- What you should do
An exact transcript is needed of the material below, beginning at the line that contains "snow face in the photo above." and continuing through its last line; nothing else should appear.

- Data for the task
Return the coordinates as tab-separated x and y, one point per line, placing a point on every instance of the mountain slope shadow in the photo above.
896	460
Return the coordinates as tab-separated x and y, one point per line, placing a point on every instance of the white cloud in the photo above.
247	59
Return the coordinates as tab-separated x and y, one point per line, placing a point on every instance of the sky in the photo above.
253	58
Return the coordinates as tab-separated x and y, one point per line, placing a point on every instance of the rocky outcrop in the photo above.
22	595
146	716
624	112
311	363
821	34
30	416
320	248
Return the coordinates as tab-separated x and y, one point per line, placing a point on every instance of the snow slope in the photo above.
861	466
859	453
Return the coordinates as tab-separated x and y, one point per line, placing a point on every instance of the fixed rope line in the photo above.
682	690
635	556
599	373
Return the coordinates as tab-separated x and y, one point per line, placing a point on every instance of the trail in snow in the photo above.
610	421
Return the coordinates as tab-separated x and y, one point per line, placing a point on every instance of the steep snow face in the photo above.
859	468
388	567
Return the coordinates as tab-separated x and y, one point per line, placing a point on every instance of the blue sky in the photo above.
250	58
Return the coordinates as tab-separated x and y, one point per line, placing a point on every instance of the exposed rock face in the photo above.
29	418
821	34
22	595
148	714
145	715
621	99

- Response below
Return the coordinates as tab-separated x and y, one point per line, placing a point on every instance of the steep snow face in the photo above.
859	468
388	567
Return the coordinates as tab-separated x and y, one point per line, placing a point on every instance of the blue sky in the photo above.
250	58
Return the coordinates as tab-separated x and y, one point per line, placing a point on every instance of the exposed rock face in the photo above.
29	418
821	34
22	595
148	714
145	715
621	99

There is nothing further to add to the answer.